● DOCUMENT SECTION:
-- Begin --
Trying to cut operating costs, the Record Publishing Co. plans to consolidate its Ravenna and Stow offices into one Kent-based operation as early as 2014.
The company, which publishes the Record-Courier and several weekly newspapers in the area, is asking for a tax abatement to make the move, which would bring 87 employees to Kent.
The news company is asking to approve the abatement, which would eliminate 75 percent of the company’s tax burden on their property at 1050 W. Main St. for up to 12 years. Record Publishing plans to invest up to $3 million in the property, according to the tax abatement application filed with Kent.
Estimates show the abatement would save the company between $9,000 and $14,000 annually, or as much as $166,000 over the life of the abatement, depending upon the final valuation of the building after improvements are made.
Typically, tax abatements require the approval of , which receive the bulk of property taxes for school operations. In this case, the city has agreed to cover the district’s lost revenue, as Kent expects to gain about $50,000 in new income tax revenue from the move each year.
“The city estimates that the amount of shared income tax revenue from Record Publishing will fully compensate for our loss of the 75 percent (of) property taxes,” Kent City Schools Treasurer Debbie Krutz said.
David Dix, whose family runs Dix Publications and owns Record Publishing, said they look at the tax abatement request as a necessary business decision.
“We’re trying to reduce our overhead so we can compete with Patch,” Dix said in an interview Tuesday. “We’re investing a lot of money in Kent and we feel like we’re making a contribution to the community.”
Patch.com, a hyperlocal, online media company owned by AOL, launched 17 sites covering communities in Northeast Ohio in the past six months, including Kent. Patch runs more than 800 local news sites nationwide.
-- End --
● DATA:
-- Begin --
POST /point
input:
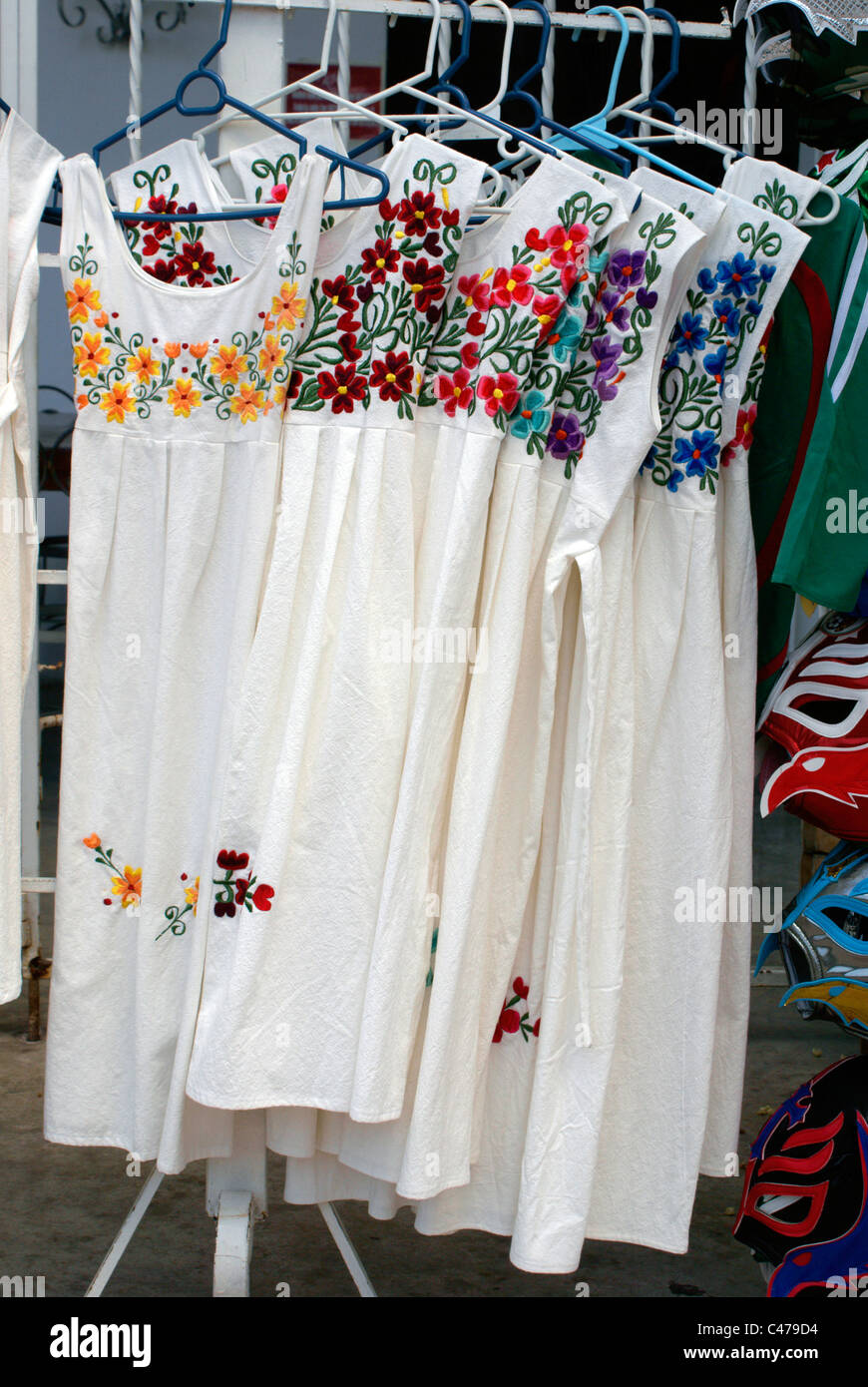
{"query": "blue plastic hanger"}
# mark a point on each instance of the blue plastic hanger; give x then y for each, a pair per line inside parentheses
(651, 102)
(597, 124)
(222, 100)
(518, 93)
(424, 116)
-- End --
-- Begin --
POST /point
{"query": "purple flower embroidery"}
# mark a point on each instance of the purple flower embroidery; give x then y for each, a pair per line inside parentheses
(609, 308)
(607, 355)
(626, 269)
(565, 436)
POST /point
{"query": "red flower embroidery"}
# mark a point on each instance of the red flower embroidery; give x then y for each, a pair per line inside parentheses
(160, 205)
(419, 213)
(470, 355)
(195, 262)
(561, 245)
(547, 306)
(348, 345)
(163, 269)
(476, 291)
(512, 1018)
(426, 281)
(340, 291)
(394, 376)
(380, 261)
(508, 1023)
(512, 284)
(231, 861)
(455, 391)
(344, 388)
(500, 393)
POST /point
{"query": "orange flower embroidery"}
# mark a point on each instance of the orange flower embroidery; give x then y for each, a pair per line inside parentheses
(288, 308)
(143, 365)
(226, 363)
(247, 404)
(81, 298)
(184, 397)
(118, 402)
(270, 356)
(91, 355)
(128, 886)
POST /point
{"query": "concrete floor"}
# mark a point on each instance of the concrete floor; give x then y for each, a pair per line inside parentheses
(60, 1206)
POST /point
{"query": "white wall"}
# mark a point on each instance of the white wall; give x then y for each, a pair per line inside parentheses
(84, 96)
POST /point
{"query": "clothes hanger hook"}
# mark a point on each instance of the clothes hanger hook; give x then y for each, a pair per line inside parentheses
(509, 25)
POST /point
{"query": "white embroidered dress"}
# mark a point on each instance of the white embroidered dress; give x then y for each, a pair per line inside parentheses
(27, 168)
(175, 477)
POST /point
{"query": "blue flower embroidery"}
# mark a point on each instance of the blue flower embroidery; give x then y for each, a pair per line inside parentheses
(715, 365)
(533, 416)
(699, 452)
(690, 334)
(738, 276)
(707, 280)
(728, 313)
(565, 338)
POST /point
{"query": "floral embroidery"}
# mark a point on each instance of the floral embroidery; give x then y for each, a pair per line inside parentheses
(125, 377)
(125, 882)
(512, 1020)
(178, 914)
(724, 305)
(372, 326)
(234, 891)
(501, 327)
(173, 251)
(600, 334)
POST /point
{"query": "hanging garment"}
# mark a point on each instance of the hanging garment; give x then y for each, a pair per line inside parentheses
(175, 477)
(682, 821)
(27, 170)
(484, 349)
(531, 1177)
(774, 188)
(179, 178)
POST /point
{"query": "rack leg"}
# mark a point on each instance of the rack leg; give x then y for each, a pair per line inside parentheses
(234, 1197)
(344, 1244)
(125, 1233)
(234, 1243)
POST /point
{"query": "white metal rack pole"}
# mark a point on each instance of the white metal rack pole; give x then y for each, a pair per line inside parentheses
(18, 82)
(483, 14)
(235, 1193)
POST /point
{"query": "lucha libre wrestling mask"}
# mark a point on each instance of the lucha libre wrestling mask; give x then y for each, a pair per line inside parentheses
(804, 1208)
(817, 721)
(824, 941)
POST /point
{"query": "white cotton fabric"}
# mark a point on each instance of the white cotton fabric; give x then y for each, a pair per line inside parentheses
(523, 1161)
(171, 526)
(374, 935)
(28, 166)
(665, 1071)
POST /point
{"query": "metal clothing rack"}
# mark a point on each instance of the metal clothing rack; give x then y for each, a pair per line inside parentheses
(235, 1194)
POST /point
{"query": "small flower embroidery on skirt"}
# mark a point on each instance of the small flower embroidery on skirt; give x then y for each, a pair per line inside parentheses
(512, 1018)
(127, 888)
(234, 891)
-- End --
● TO DO:
[A] According to the article on Record Publishing's move to Kent, why did the city agree to cover the school district's lost property tax revenue? Answer in one to three sentences.
[B] Locate each line in the rows that contains the string "floral".

● SOLVED PROBLEMS:
[A] The city expects to gain about $50,000 a year in new income tax revenue from the move. The city estimates that the shared income tax revenue will fully compensate the schools for losing 75 percent of the property taxes.

[B]
{"query": "floral embroidery"}
# mark a point on each instance of the floral embroidery; give x then y for each, a pair per line inside parentheses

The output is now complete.